:: Data for analysis ::
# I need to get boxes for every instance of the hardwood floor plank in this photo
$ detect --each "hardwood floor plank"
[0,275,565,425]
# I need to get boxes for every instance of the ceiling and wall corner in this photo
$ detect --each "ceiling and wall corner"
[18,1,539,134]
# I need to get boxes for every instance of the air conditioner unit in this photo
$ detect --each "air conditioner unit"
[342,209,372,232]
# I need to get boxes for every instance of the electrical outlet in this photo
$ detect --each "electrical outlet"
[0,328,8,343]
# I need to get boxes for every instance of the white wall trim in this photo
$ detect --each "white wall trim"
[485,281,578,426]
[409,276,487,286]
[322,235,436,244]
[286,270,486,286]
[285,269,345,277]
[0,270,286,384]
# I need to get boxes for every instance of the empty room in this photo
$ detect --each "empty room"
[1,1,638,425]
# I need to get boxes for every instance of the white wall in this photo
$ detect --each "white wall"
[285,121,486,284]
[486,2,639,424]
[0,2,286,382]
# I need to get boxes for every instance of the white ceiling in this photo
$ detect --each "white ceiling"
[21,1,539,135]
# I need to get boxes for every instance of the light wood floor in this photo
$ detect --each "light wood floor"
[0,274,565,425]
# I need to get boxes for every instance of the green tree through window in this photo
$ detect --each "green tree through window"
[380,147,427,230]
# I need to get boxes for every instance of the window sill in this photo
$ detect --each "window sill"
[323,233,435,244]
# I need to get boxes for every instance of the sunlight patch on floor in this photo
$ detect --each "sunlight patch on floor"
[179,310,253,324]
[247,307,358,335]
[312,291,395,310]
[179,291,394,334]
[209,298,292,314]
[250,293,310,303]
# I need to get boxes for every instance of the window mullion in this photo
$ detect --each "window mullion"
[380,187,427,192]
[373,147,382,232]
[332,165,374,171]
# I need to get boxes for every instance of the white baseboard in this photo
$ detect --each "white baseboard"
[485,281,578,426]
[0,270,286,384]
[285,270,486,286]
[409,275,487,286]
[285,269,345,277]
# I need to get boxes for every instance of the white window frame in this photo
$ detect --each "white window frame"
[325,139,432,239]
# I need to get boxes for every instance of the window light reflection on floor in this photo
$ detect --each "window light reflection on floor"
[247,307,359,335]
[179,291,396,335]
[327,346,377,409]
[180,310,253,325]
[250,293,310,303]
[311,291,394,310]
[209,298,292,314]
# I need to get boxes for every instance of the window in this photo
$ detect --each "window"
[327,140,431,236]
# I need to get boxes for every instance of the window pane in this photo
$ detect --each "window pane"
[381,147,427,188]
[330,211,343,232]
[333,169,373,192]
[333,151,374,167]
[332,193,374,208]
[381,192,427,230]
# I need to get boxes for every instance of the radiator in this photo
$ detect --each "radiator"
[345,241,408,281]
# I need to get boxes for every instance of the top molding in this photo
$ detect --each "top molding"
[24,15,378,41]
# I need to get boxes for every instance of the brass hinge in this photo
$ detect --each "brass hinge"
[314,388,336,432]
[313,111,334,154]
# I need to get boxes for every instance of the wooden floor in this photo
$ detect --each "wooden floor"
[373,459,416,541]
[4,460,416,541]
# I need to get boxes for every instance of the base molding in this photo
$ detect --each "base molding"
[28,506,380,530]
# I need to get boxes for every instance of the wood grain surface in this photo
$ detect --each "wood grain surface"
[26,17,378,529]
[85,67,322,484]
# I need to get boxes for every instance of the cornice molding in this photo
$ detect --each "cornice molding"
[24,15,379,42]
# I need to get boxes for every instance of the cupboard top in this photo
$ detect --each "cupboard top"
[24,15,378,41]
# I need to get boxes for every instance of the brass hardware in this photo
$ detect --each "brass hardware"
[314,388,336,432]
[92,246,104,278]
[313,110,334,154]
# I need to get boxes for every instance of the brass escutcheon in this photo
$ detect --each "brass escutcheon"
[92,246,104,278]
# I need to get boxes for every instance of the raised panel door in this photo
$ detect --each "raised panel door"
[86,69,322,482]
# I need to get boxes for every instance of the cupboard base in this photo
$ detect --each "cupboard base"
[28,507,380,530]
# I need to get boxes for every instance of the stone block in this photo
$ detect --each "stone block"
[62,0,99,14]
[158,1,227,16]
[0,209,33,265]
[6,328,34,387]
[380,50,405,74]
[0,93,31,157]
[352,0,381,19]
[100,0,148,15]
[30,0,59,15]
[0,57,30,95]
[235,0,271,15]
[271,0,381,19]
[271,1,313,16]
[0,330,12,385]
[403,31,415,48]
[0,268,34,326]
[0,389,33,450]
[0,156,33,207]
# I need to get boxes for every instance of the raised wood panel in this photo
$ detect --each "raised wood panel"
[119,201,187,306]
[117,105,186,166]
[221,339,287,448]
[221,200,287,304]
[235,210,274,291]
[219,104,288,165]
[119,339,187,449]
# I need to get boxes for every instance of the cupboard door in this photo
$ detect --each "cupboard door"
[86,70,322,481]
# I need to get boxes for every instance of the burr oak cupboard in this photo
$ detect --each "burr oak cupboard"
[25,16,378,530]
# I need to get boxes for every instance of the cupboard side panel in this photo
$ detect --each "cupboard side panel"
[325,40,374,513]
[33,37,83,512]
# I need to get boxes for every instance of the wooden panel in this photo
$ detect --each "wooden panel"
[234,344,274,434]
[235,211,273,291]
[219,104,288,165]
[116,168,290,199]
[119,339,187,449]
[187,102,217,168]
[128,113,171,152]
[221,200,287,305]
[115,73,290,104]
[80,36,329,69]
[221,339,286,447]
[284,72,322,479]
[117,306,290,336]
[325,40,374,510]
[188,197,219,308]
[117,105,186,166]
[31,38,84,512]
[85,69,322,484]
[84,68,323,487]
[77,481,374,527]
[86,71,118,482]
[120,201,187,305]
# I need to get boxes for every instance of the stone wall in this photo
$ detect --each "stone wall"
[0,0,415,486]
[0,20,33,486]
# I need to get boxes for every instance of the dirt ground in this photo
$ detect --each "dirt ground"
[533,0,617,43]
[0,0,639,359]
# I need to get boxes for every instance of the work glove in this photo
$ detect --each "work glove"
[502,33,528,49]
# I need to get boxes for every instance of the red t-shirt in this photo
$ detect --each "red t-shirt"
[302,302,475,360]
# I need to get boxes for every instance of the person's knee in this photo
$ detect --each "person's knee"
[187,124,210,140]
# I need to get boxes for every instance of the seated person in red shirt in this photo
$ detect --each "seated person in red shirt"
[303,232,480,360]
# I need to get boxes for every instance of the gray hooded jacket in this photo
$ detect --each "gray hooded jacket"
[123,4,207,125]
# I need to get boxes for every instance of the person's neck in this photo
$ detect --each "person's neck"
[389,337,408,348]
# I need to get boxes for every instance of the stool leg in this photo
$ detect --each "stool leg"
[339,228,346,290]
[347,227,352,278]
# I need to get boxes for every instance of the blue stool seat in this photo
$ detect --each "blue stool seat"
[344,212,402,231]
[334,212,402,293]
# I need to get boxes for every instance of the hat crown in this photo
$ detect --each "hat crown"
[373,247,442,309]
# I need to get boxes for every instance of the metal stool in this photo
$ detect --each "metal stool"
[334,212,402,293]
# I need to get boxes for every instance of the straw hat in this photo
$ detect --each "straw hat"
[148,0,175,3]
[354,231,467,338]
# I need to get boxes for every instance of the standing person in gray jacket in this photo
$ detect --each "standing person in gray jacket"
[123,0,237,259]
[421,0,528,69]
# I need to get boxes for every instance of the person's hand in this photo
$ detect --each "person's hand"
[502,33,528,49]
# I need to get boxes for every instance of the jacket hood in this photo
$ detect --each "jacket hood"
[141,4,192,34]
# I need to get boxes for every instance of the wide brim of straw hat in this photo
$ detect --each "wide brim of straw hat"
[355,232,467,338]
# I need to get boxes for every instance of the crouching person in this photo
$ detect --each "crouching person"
:::
Your task:
Copy out the entire listing again, word for word.

The completed task:
# I need to get boxes for every instance of the hardwood floor plank in this photo
$ detect --each "hardwood floor plank"
[0,275,565,425]
# I need to get boxes for every instance of the ceiling and wall corner in this photo
$ detect --each "ceiling and wall corner"
[18,1,539,134]
# I need to get boxes for every instance of the air conditioner unit in this photo
$ detect --each "air conditioner unit"
[342,209,372,232]
# I need to get boxes for every instance of the electrical outlet in this photo
$ detect --each "electrical outlet"
[0,328,8,343]
# I need to get boxes for every instance of the white wall trim in this photo
$ detect --each "white wall trim"
[485,281,578,426]
[409,276,487,286]
[322,235,436,244]
[286,270,486,286]
[285,269,345,277]
[0,270,286,384]
# I need to get boxes for every instance of the empty room in this photo
$ detect --each "empty room"
[1,1,638,425]
# I need to get boxes for every instance of the white wall in this photo
$ detect --each "white wall"
[285,121,486,284]
[486,2,639,424]
[0,2,286,382]
# I need to get boxes for every instance of the white ceiling in this photo
$ detect --each "white ceiling"
[21,1,539,135]
# I need to get boxes for every instance of the light wood floor in this photo
$ detect --each "light wood floor"
[0,274,565,425]
# I need to get boxes for every instance of the green tree through window in this photo
$ detect --each "green tree through window"
[380,147,427,230]
# I need to get boxes for every instance of the window sill in this photo
$ detect --each "window sill"
[323,233,435,244]
# I need to get boxes for every instance of the sunlight patch on floor in this photo
$ detect --each "sunlight patch on floor"
[179,310,253,324]
[247,307,358,335]
[312,291,395,310]
[179,291,394,334]
[209,298,292,314]
[250,293,310,303]
# I need to get boxes for every instance of the window mullion in this photo
$ detect --each "window mullion"
[380,187,427,192]
[373,147,382,232]
[332,165,374,171]
# I need to get boxes for every instance of the white baseboard in this photo
$ detect --each "white baseboard"
[485,281,578,426]
[0,270,286,384]
[285,270,486,286]
[409,275,487,286]
[285,269,345,277]
# I need to get boxes for every instance of the white window frame in this photo
$ detect --each "white window frame"
[325,139,432,239]
# I need to get boxes for every instance of the window light reflection on floor in this photo
$ detect --each "window light reflection on floor"
[247,307,359,335]
[179,291,396,335]
[327,346,377,409]
[180,310,253,325]
[250,293,310,303]
[311,291,394,310]
[209,298,292,314]
# I need to get boxes for every instance of the window in this photo
$ detect --each "window"
[327,140,431,236]
# I need to get boxes for every instance of the window pane in this photo
$ detect --each "window pane"
[381,147,427,188]
[330,211,343,232]
[333,169,373,192]
[333,151,374,167]
[332,193,374,208]
[381,192,427,230]
# I need to get boxes for every instance of the radiator in this photo
$ detect --each "radiator"
[345,241,408,281]
# I need to get boxes for every instance of the top molding in this photo
$ detect --each "top molding"
[24,15,378,41]
# I need to get boxes for every instance of the brass hinge in this photo
$ detect --each "brass hinge"
[314,388,336,432]
[313,111,334,154]
# I need to get boxes for every instance of the wooden floor in this photo
$ detect --each "wooden floor"
[373,459,416,541]
[4,460,416,541]
# I need to get boxes for every instance of the base molding in this photo
$ detect --each "base molding"
[28,506,380,530]
# I need to get boxes for every instance of the wood grain surface in this photo
$ detect --each "wood grain surface"
[26,17,378,529]
[85,67,322,484]
# I need to get boxes for every instance of the cornice molding in this photo
$ detect --each "cornice molding"
[24,15,379,42]
# I need to get boxes for every instance of the cupboard top in this photo
$ detect --each "cupboard top"
[24,15,378,41]
# I need to get boxes for every instance of the brass hardware in this photo
$ detect --each "brass hardware"
[314,388,336,432]
[92,246,104,278]
[313,110,334,154]
# I need to get boxes for every instance of the brass escutcheon in this photo
$ detect --each "brass escutcheon"
[92,246,104,278]
# I need to get boxes for every instance of the raised panel door in this photo
$ detect --each "raised panel door"
[86,69,322,482]
# I need to get boxes for every instance of the cupboard base in this photo
$ detect --each "cupboard base"
[28,507,380,530]
# I need to get boxes for every instance of the stone block in this photo
$ detect --each "stone block"
[62,0,99,14]
[158,1,227,16]
[0,209,33,265]
[6,328,34,387]
[380,50,405,74]
[0,93,31,157]
[352,0,381,19]
[100,0,148,15]
[30,0,59,15]
[0,57,30,95]
[235,0,271,15]
[271,0,381,19]
[271,1,313,16]
[0,330,12,385]
[403,31,415,48]
[0,268,34,326]
[0,389,33,450]
[0,156,33,207]
# I need to get boxes for every instance of the raised wood panel in this photo
$ detect --each "raised wood panel"
[119,201,187,306]
[117,105,186,166]
[221,339,287,448]
[221,200,287,304]
[235,210,274,291]
[219,104,288,165]
[119,339,187,449]
# I need to get boxes for every instance of the cupboard door in this photo
$ detect --each "cupboard door"
[86,70,322,481]
# I need to get boxes for every instance of the burr oak cupboard in this photo
$ detect --each "burr oak cupboard"
[25,16,378,530]
# I need to get boxes for every instance of the cupboard side panel in this photo
$ detect --each "cupboard side panel"
[325,40,374,513]
[33,37,83,512]
# I need to get boxes for every instance of the wooden panel in this photo
$ detect --each "wooden panel"
[234,344,274,434]
[235,211,273,291]
[219,104,288,165]
[116,168,290,199]
[119,339,187,449]
[187,102,217,168]
[128,113,171,152]
[221,200,287,305]
[115,73,290,104]
[80,36,329,69]
[221,339,286,447]
[284,72,322,479]
[117,306,290,336]
[325,40,374,510]
[188,197,219,308]
[117,105,186,166]
[31,38,84,512]
[85,69,322,484]
[84,68,323,487]
[77,481,374,527]
[86,71,118,482]
[120,201,187,305]
# I need to get boxes for every instance of the stone wall in this photo
$ detect --each "stone wall"
[0,0,415,486]
[0,20,33,486]
# I need to get boxes for every instance of the dirt ground in this photo
$ detect --each "dirt ground"
[533,0,617,43]
[0,0,639,359]
# I need to get boxes for every instance of the work glove in this photo
$ detect --each "work glove"
[502,33,528,49]
# I need to get boxes for every instance of the red t-shirt in this photo
$ detect --each "red t-shirt"
[302,302,475,360]
# I need to get boxes for every instance of the person's knee in this photo
$ detect --each "person's knee"
[187,124,210,140]
# I need to get boxes for every instance of the seated person in red shirt in this photo
$ detect --each "seated person in red shirt"
[303,232,480,360]
# I need to get boxes for every instance of the gray hooded jacket in this photo
$ detect --each "gray hooded jacket"
[123,4,207,125]
# I need to get boxes for every instance of the person's neck in this photo
$ detect --each "person's neck"
[389,337,408,348]
# I need to get boxes for every instance of the stool leg in this photo
$ detect --each "stool leg"
[339,228,346,290]
[347,227,352,278]
# I need to get boxes for every instance of the blue stool seat in this photo
$ detect --each "blue stool seat"
[344,212,402,231]
[334,212,402,293]
# I need to get boxes for every instance of the hat crown in this photo
$ detect --each "hat crown"
[373,247,442,309]
# I need to get boxes for every instance of the metal stool in this photo
$ detect --each "metal stool"
[334,212,402,293]
# I need to get boxes for every instance of the straw hat in this photo
$ detect --each "straw hat"
[148,0,175,3]
[354,231,467,338]
# I need to get boxes for every instance of the standing person in gray jacket in this photo
$ detect --each "standing person in gray jacket"
[123,0,237,259]
[421,0,528,69]
# I need to get boxes for every instance of the person's hand in this photo
$ detect --each "person's hand"
[502,33,528,49]
# I need to get boxes for every instance of the jacket hood in this photo
$ detect --each "jacket hood"
[141,4,192,34]
# I need to get boxes for every instance of the wide brim of straw hat in this photo
$ detect --each "wide brim of straw hat"
[355,232,467,338]
# I need to get boxes for every instance of the crouching person in this photo
$ detect --each "crouching person"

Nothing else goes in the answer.